Exercise brief:
Starting at the line with "Expected behaviour: a marker sits on the market", retype every line through the end of the listing exactly as written, and nothing before it.
Content starts
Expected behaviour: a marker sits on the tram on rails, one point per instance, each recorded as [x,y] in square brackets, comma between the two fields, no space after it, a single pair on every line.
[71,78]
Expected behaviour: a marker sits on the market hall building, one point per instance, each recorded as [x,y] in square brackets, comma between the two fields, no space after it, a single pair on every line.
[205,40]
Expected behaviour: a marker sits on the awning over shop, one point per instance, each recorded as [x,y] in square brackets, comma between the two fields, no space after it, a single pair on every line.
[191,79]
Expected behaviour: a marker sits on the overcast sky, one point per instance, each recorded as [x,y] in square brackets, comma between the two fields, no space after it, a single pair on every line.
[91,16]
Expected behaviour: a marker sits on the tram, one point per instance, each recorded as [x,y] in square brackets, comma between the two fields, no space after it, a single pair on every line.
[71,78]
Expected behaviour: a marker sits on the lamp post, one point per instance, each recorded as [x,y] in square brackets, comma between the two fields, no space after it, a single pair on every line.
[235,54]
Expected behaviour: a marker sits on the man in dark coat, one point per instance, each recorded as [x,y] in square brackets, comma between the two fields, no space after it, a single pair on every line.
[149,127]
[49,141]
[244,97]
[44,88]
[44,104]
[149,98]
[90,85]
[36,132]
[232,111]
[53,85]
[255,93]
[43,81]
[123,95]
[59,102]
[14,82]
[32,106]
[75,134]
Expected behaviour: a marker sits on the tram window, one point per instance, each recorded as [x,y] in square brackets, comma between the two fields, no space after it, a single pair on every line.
Content ends
Result:
Expected behaviour: a marker sits on the market hall building, one point per instance, each recorded as [x,y] in square brackets, comma between the two fields, no space after it, a single pair on every line.
[205,40]
Expected behaviour: a marker sits on the awning over shop, one point per instance, each recorded as [x,y] in square brackets, comma between the two fields, no space after it, a single pair on every line.
[191,79]
Expected behaviour: a marker sits on the overcast sky, one point per instance, each recorded as [x,y] in square brackets, comma between the two fields, no space after it, a single pair on every line.
[91,16]
Expected behaviour: a marker sits on the tram, one point per instance, each recorded as [x,y] in square brackets, comma between the two fields, no space after it, a single pair on every line.
[71,78]
Expected behaviour: a marker sits on the lamp post, one point per instance, each recorded as [x,y] in square brackets, comma between the two fields, no space after it, a single pair on every line.
[235,54]
Expected behaviour: a marker sits on the man in dark coat, one point per instance, each recorded as [x,y] in square brackets, comma between the two fields, no space after it, a single pair on every line.
[149,127]
[49,141]
[244,97]
[44,88]
[44,104]
[149,98]
[90,85]
[36,132]
[232,111]
[53,85]
[255,93]
[43,81]
[123,95]
[59,102]
[14,82]
[32,106]
[75,134]
Expected behaviour: a marker sits on the tram window, one point per instance, each recorded as [x,y] in square brackets, comma between the two fields, no space after it, a single pair on every line.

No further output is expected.